What to do —
**1.** According to the article on Fluor's first-quarter loss, why had the company been unable to file its reports for 2020? Answer in one to three sentences.
**2.** Carry on the article about Fluor's first-quarter loss, picking up after its final sentence.

Supplied text —
◇ ◇ ◇ ◇
Texas-based Fluor [FLR], a major contractor at Department of Energy nuclear weapon sites, lost $171 million, or $1.22 per share, for its first quarter that ended March 31, according to results released Thursday.

Since late 2019, the Securities and Exchange Commission and the Department of Justice have been investigating problems with Fluor quarterly data filed during 2019, which prevented the company filing reports for 2020 until the issues are fixed.

Fluor took a step in clearing up its problems last month when it issued financial results for 2019, which revealed a net loss from continuing operations of $1.7 billion, or $11.97 per diluted share, compared with earnings from continuing operations of $9 million, or $0.07 per share, for 2018. In addition to the government probes, Fluor also formed its own internal audit committee to scrutinize its numbers.

Fluor’s revenue for the first quarter was about $4.12 billion which was almost equal to the $4.13 billion generated during the first three months in 2019. The company benefited from a $100-million tax benefit from the Coronavirus Aid, Relief and Economic Security (CARES) Act.

Look for Fluor to report second quarter results in about four weeks and third quarter numbers four weeks after that, according to the company press release. The company will hold its next earnings call with Wall Street analysts following the release of its third quarter results.
◇ ◇ ◇ ◇
Data supplied —
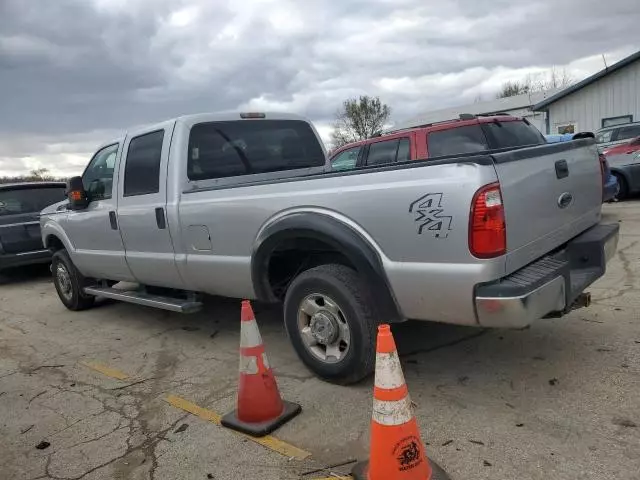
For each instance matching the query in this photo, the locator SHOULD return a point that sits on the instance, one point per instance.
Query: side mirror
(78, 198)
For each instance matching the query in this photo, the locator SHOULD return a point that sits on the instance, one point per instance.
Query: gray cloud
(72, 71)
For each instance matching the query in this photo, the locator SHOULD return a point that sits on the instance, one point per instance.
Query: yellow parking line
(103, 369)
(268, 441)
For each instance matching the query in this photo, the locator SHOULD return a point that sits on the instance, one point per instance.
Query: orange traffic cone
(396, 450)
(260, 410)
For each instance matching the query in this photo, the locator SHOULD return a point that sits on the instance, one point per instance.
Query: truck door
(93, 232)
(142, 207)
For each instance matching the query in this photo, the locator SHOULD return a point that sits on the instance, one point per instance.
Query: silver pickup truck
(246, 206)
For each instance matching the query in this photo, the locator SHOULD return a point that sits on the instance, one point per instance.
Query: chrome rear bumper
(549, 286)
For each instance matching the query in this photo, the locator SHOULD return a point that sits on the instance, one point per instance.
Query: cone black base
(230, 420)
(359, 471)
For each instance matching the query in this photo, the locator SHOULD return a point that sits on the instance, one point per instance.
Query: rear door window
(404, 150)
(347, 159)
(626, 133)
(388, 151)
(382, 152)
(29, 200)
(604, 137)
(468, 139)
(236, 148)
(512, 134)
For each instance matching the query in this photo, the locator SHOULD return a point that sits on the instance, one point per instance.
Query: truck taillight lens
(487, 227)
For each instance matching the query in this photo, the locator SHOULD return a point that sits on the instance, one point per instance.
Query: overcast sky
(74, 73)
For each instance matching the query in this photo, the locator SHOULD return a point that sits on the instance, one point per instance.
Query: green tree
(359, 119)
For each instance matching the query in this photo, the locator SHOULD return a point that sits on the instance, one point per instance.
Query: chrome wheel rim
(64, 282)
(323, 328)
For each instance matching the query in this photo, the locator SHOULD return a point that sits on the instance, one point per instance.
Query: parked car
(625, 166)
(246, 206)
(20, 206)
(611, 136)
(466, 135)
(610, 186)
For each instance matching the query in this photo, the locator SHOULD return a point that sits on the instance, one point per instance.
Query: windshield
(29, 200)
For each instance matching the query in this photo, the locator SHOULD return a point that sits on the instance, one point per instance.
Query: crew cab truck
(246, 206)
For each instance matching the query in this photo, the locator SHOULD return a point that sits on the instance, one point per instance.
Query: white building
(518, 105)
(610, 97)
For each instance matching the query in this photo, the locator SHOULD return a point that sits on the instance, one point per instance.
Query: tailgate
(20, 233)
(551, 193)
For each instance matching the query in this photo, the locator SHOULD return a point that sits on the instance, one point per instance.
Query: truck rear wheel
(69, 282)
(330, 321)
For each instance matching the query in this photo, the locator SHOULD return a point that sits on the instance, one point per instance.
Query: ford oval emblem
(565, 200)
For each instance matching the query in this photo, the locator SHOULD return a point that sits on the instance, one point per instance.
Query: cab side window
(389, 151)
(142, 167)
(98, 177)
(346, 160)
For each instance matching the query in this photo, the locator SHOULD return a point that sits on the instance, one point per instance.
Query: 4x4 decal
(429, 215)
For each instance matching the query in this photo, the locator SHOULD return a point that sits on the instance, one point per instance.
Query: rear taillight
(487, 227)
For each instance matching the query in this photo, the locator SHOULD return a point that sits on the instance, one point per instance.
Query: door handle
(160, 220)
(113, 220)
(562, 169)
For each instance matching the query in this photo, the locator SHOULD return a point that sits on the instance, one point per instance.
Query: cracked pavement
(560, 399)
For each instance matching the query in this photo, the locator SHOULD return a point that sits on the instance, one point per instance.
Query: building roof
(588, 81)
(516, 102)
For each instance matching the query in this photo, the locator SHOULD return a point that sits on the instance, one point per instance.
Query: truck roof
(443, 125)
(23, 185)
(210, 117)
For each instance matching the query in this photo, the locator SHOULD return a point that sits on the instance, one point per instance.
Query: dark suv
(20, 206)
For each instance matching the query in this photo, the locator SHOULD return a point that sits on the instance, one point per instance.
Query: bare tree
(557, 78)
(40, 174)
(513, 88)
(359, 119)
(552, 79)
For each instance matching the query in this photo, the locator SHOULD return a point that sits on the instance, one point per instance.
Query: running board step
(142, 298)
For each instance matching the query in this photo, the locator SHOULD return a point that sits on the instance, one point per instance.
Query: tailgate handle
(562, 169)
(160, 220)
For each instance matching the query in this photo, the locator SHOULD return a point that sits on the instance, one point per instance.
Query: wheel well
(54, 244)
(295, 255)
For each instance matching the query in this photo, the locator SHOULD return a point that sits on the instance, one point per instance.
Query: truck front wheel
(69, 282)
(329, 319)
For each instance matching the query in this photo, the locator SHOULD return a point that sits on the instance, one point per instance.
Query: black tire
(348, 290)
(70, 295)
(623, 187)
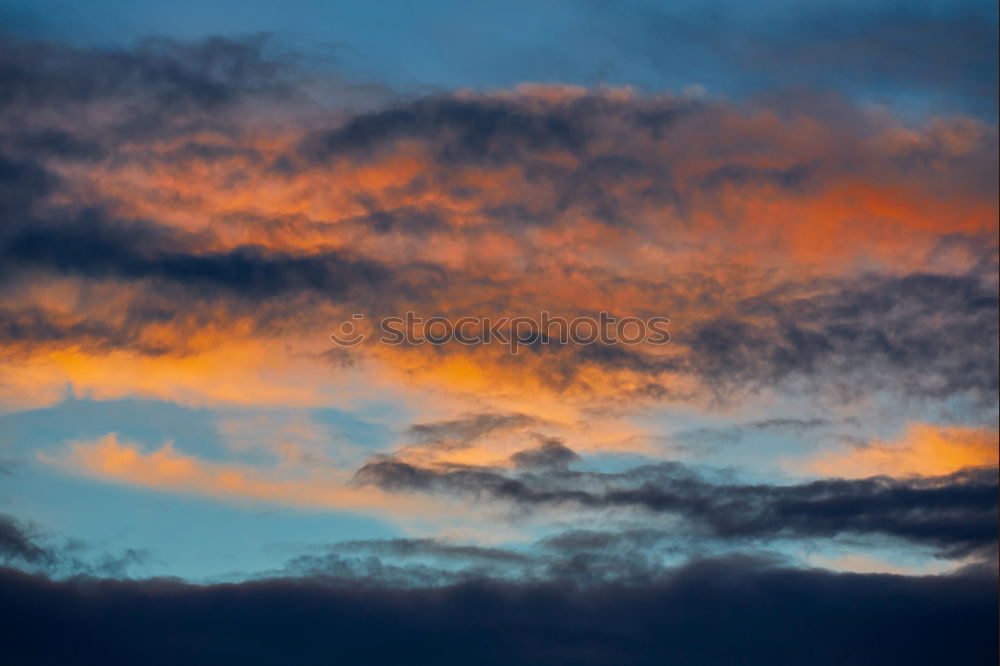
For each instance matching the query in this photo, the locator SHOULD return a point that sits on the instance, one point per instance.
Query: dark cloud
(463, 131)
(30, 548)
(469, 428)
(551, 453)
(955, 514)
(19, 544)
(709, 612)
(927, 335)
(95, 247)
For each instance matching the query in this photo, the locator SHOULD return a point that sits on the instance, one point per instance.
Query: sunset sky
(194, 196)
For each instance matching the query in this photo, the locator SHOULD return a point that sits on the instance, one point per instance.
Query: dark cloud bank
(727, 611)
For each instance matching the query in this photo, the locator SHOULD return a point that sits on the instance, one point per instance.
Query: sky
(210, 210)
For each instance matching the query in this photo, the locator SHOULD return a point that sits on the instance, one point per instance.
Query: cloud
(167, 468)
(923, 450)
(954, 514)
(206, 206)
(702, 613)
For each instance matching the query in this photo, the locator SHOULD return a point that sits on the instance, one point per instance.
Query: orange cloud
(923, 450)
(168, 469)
◇ ◇ ◇ ◇
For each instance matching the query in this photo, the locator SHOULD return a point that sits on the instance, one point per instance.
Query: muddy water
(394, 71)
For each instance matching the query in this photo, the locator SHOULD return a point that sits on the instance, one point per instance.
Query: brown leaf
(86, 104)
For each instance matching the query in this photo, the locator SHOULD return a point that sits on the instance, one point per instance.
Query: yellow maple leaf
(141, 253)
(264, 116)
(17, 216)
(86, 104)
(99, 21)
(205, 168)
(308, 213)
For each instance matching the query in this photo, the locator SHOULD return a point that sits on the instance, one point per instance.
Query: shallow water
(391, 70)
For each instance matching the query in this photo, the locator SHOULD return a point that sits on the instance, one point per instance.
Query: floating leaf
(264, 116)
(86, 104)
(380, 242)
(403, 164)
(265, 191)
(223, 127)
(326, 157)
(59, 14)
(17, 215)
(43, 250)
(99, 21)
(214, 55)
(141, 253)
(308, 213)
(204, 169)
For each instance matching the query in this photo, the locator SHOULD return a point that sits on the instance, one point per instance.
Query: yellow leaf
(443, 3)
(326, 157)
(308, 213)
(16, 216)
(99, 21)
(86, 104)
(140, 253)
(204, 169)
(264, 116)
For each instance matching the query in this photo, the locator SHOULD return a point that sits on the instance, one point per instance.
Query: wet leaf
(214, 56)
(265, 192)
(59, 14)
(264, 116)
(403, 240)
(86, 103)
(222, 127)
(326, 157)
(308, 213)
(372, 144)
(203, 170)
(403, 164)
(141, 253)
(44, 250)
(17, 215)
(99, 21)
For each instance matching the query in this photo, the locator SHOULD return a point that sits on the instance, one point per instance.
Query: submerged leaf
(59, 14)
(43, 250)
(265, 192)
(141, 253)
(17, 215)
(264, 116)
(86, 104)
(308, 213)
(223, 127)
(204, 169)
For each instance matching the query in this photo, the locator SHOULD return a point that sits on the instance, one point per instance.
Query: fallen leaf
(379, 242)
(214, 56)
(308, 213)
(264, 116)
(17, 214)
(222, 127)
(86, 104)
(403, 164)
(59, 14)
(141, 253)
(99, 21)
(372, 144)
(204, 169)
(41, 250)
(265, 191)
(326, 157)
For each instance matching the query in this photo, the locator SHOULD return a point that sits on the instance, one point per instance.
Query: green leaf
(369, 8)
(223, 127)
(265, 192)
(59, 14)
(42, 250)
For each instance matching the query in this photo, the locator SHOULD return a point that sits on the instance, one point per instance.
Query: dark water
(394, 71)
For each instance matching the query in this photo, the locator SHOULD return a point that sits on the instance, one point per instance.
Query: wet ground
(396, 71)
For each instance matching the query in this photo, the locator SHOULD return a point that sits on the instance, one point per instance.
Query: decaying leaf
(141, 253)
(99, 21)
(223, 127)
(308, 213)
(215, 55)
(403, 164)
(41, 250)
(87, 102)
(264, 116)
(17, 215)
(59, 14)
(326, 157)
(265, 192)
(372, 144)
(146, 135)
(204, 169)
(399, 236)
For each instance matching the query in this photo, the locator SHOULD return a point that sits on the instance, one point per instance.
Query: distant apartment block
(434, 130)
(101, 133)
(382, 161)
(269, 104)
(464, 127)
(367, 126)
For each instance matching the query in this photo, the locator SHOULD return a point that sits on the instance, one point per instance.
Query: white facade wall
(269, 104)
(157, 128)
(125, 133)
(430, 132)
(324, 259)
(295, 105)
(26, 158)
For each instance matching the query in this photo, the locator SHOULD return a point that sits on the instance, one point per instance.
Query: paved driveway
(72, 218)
◇ ◇ ◇ ◇
Answers to the exercise —
**1.** Since late 2019, the Securities and Exchange Commission and the Department of Justice have been investigating problems with the quarterly data Fluor filed during 2019. Those problems kept the company from filing its 2020 reports until the issues are fixed.

**2.**
Fluor’s Government segment, which quarterbacks work for the DoE’s Office of Environmental Management and the semiautonomous National Nuclear Security Administration (NNSA), reported a profit of $31 million in the first quarter of 2020. That is down from $38 million in the first quarter of 2019. Results include $9 million for change in project positions due to COVID-19 schedule delays.

Fluor is the lead partner in joint ventures holding billions of dollars’ worth of business in the DoE nuclear complex. The largest of the bunch is the $14.8-billion contract held by Savannah River Nuclear Solutions for management and operation of the Savannah River Site in South Carolina. That site includes both cleanup of Cold War weapons production facilities, and ongoing tritium gas harvesting for the present nuclear arsenal.

Fluor is also an integrated subcontractor for Triad National Security, which manages the Los Alamos National Laboratory in New Mexico: the world’s first nuclear-weapons lab.